Return the entries in full, exactly as they were written.

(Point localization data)

◇ ◇ ◇ ◇ ◇ ◇ ◇

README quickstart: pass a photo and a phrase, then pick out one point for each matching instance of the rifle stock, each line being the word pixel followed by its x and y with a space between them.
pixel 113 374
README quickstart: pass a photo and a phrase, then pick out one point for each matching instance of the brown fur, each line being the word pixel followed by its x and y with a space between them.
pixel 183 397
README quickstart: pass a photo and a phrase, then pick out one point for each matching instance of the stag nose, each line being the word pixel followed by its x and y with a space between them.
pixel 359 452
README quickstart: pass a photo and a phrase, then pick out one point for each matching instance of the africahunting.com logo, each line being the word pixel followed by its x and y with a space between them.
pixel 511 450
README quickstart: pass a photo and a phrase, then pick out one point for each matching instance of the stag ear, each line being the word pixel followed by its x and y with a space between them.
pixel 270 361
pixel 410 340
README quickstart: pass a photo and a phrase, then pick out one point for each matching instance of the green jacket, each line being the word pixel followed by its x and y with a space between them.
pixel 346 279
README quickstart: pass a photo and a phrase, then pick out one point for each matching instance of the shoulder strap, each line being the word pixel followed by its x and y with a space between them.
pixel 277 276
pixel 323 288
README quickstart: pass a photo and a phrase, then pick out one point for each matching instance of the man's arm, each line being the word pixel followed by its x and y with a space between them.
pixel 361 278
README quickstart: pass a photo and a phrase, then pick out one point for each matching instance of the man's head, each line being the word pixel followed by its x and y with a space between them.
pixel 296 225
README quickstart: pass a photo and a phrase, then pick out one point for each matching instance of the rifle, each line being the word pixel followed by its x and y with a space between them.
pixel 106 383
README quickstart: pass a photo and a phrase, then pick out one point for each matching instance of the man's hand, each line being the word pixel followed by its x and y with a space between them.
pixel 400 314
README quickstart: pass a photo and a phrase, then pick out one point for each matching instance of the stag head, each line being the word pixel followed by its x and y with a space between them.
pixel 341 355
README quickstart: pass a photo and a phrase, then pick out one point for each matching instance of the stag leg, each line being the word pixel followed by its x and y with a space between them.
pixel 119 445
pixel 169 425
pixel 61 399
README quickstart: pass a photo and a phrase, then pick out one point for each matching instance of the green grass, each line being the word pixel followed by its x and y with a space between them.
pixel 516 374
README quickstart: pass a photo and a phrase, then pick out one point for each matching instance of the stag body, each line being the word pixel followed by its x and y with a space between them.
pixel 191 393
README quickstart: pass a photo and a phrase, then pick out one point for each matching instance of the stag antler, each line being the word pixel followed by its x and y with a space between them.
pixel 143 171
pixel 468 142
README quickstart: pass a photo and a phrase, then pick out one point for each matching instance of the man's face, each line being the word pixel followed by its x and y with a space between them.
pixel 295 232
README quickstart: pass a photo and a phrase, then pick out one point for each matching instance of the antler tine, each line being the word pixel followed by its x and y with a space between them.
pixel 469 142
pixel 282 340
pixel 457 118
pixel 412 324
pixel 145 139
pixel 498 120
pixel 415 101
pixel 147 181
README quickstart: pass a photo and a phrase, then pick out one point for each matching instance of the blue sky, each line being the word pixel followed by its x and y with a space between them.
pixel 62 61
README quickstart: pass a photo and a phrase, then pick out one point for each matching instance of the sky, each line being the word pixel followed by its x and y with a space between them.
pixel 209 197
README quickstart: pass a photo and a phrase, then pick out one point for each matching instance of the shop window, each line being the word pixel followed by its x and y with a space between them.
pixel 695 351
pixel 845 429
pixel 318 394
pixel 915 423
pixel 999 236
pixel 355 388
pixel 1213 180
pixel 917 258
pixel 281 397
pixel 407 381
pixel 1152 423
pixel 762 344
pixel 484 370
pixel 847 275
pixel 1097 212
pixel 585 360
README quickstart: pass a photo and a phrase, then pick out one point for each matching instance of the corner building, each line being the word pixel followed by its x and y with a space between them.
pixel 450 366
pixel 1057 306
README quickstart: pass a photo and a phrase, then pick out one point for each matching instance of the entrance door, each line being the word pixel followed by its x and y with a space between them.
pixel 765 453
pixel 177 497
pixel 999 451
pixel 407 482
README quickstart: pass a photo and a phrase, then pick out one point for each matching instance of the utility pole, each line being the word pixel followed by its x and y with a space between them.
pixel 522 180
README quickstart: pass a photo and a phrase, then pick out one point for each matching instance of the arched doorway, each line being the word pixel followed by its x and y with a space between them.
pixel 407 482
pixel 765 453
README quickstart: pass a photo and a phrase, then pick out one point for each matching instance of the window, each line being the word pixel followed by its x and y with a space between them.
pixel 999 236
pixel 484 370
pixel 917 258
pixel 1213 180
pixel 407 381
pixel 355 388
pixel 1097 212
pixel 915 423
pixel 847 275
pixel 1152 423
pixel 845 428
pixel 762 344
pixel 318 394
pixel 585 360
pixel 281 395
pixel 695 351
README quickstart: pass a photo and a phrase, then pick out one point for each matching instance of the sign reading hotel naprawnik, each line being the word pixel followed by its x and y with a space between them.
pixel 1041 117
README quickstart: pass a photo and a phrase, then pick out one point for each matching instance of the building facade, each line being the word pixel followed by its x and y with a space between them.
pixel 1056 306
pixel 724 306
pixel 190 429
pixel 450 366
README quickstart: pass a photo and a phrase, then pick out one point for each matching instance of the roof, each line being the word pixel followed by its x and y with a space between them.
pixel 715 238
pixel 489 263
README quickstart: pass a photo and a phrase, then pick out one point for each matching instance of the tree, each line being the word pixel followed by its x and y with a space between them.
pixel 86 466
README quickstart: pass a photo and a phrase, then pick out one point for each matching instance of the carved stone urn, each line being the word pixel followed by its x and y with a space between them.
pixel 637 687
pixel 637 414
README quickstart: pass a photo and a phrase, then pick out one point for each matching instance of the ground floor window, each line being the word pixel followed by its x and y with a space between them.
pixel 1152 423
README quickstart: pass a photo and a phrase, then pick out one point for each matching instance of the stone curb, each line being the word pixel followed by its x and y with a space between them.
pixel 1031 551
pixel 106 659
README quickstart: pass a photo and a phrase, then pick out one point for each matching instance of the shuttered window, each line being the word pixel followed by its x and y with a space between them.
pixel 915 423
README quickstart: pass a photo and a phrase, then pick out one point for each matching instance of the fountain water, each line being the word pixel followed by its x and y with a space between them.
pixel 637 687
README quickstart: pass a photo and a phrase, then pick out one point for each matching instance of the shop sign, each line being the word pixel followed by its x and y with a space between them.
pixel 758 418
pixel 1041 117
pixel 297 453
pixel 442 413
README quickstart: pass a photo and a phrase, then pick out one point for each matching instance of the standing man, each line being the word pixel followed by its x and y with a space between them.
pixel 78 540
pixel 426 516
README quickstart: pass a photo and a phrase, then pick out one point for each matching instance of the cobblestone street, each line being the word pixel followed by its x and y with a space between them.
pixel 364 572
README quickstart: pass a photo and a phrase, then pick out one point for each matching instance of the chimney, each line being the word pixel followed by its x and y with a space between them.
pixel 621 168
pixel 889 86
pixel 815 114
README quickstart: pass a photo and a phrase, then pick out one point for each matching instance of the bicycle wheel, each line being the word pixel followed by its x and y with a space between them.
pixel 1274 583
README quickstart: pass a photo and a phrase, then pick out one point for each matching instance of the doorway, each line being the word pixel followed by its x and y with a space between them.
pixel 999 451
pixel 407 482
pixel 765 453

◇ ◇ ◇ ◇ ◇ ◇ ◇

Solution for this exercise →
README quickstart: pass a photo and a phrase, then pick out one point for each matching instance of the rifle stock, each line being the word pixel followed by its x and y with a space between them.
pixel 113 374
README quickstart: pass a photo and a phrase, then pick out one point for each matching instance of the brown fur, each line being the word pixel followed by its x and y with a space between them.
pixel 183 397
README quickstart: pass a photo and a phrase, then pick out one point for each matching instance of the stag nose, each line being the word pixel followed by its x and y with a space between them.
pixel 359 452
README quickstart: pass a photo and a phrase, then pick out one point for each matching instance of the africahunting.com logo, each line being the word pixel followed by its x and y with a space between them.
pixel 511 450
README quickstart: pass a photo and a phrase, then pick out one point for each matching instance of the stag ear, each line being the word pixel followed by its x and y with a space between them.
pixel 270 361
pixel 410 340
README quickstart: pass a photo and a phrase, then pick out one point for each matching instance of the green jacket, each line being the word pixel followed by its x and y with a space between them.
pixel 346 279
README quickstart: pass a photo and a phrase, then pick out one point for each matching instance of the shoulder strap, each line being the word pixel followed by its x and y with a space between them.
pixel 277 276
pixel 323 288
README quickstart: pass a photo and a phrase, then pick out one point for each matching instance of the man's arm, each line being the word pixel followed by its x and y with a space between them.
pixel 361 278
README quickstart: pass a photo and a phrase, then pick out one point for each matching instance of the man's head, each line being the word pixel followed by its x and y with a space between them.
pixel 296 225
README quickstart: pass a photo and a phrase, then pick out one point for each matching instance of the rifle, each line being the word pixel followed by its x and y with a space between them.
pixel 106 383
README quickstart: pass a photo and a phrase, then pick out one point for each matching instance of the man's hand, each line being the word pixel followed by its x and y with a space between them.
pixel 400 314
README quickstart: pass a photo and a phrase, then pick out one point for each matching instance of the stag head, each line being the word pixel followed by its x and y with a space between them.
pixel 341 355
README quickstart: pass a photo and a phrase, then pick out one point for each matching instance of the stag leg, each line being the word pixel followed by its x and y with a space between them.
pixel 119 445
pixel 169 425
pixel 61 399
README quickstart: pass a photo and a phrase, then pick out one point for each matching instance of the green grass, each line being the word pixel followed by its x and y with a space between them.
pixel 516 374
README quickstart: pass a photo and a phrase, then pick out one point for each matching instance of the stag body, each line being the word pixel followed by its x and y with a space between them.
pixel 191 393
README quickstart: pass a photo and a phrase, then pick out one point for each matching instance of the stag antler, each line being the word pixel followed by its x and y with a space between them.
pixel 143 171
pixel 468 142
README quickstart: pass a photo and a phrase, then pick out one point for each matching instance of the man's face, each line being the word pixel followed by its x and y with a space between them.
pixel 295 232
README quickstart: pass a photo and a phrase, then pick out one point for each matching instance of the antler tine, each line being the word pixel followed by its x and y with a space between them.
pixel 469 142
pixel 282 340
pixel 457 118
pixel 412 324
pixel 145 139
pixel 498 120
pixel 415 101
pixel 147 181
README quickstart: pass a photo and a phrase, then pick out one point for each matching instance of the blue sky, each line being the word pixel followed by its x and y with a space between them.
pixel 62 61
README quickstart: pass a photo and a phrase, then pick out one point for each matching instance of the sky, each line being the word pixel followed by its x and y with a space between them.
pixel 209 197
README quickstart: pass a photo and a phrase, then pick out one point for each matching instance of the shop window, each line being the word pixel followed by its x and y with a space between them.
pixel 695 351
pixel 845 429
pixel 318 394
pixel 915 423
pixel 999 236
pixel 355 388
pixel 1213 180
pixel 917 258
pixel 281 397
pixel 407 381
pixel 1152 423
pixel 762 344
pixel 484 370
pixel 847 275
pixel 1097 212
pixel 585 360
README quickstart: pass a photo and a phrase, then pick out one point for each matching instance of the corner building, each line being the word pixel followed by its x and y with a space between them.
pixel 450 366
pixel 1057 306
README quickstart: pass a photo and a phrase, then pick out one point for each matching instance of the entrance door, each line being the word pixel followed by its x and y with a space between them.
pixel 765 453
pixel 177 497
pixel 999 451
pixel 407 482
README quickstart: pass a photo and a phrase, then pick out one point for each matching instance of the utility pole, each line being the word pixel followed by its x and y with a space between them.
pixel 522 180
README quickstart: pass a photo and a phrase, then pick out one point for each matching instance of the arched doorway, each line being the word pixel followed by its x and y with a space between them.
pixel 407 482
pixel 765 453
README quickstart: pass a photo and a phrase, then pick out one point for each matching instance of the window, each line being the word pixel followed by its x and y with a space between them.
pixel 999 236
pixel 484 370
pixel 917 258
pixel 1213 180
pixel 407 381
pixel 355 388
pixel 1097 212
pixel 915 423
pixel 847 275
pixel 1152 423
pixel 845 428
pixel 762 344
pixel 318 394
pixel 585 360
pixel 281 395
pixel 695 351
README quickstart: pass a photo and a phrase, then pick out one point for each matching instance of the sign reading hotel naprawnik, each line being the word pixel followed by its x and y with a space between them.
pixel 1041 117
README quickstart: pass a photo and a phrase, then pick out one point for each matching instance of the building facade, each line being the word pixel followed by its x and y with a space between them.
pixel 1056 306
pixel 724 306
pixel 190 429
pixel 450 366
README quickstart: pass a photo and a phrase, then pick out one point for each matching instance of the roof, each line being the word pixel followed by its x and y with a space between them.
pixel 715 238
pixel 489 263
README quickstart: pass a photo and a phrase, then pick out one point for each matching instance of the tree, each line being the word pixel followed by its x and y with a space between them.
pixel 86 466
README quickstart: pass a photo and a phrase, then pick out one point for each matching instance of the carved stone urn, each line being the word pixel followed by its x and y with a space between them.
pixel 637 687
pixel 637 414
README quickstart: pass a photo and a phrase, then pick out one point for each matching instance of the ground floor window, each line being the word pixel followed by its x and y with a space between them.
pixel 1152 423
README quickstart: pass a photo and a phrase, then pick out one point for each matching instance of the stone curb, each line being the word pixel followed by its x and y with a space between them.
pixel 1031 551
pixel 106 659
README quickstart: pass a photo and a phrase, then pick out one point for each matching instance of the shuttered window, each line being the word pixel followed by its x and y with a space between them.
pixel 915 423
README quickstart: pass a photo and a phrase, then pick out one point for each matching instance of the fountain water, each line being the word pixel followed by its x and y with a space between them.
pixel 637 687
README quickstart: pass a photo and a phrase, then pick out one point for each matching instance of the shop sign, each line being the word pixel followed by its x and y with a space between them.
pixel 758 418
pixel 1041 117
pixel 297 453
pixel 442 413
README quickstart: pass a photo and a phrase, then pick out one point for each matching instance of the standing man, each line being the word pixel followed by its x and y with a space between them.
pixel 78 540
pixel 426 516
README quickstart: pass a photo and a phrase, then pick out one point for each matching instance of the cobblestone street, each line being the word pixel followed by its x and y with a space between them.
pixel 364 572
README quickstart: pass a photo and a phrase, then pick out one point for each matching instance of the chimney, each line being the word pixel followed by its x and y with a space between them.
pixel 621 168
pixel 889 86
pixel 815 114
README quickstart: pass a photo and a phrase, then pick out one point for each matching instance of the bicycle wheel, each line being the word pixel followed by its x and y with a space between them.
pixel 1274 583
README quickstart: pass a photo and a phrase, then pick out one point for each matching instance of the doorway, each line being the word pixel followed by its x and y with a space between them.
pixel 999 451
pixel 407 482
pixel 765 453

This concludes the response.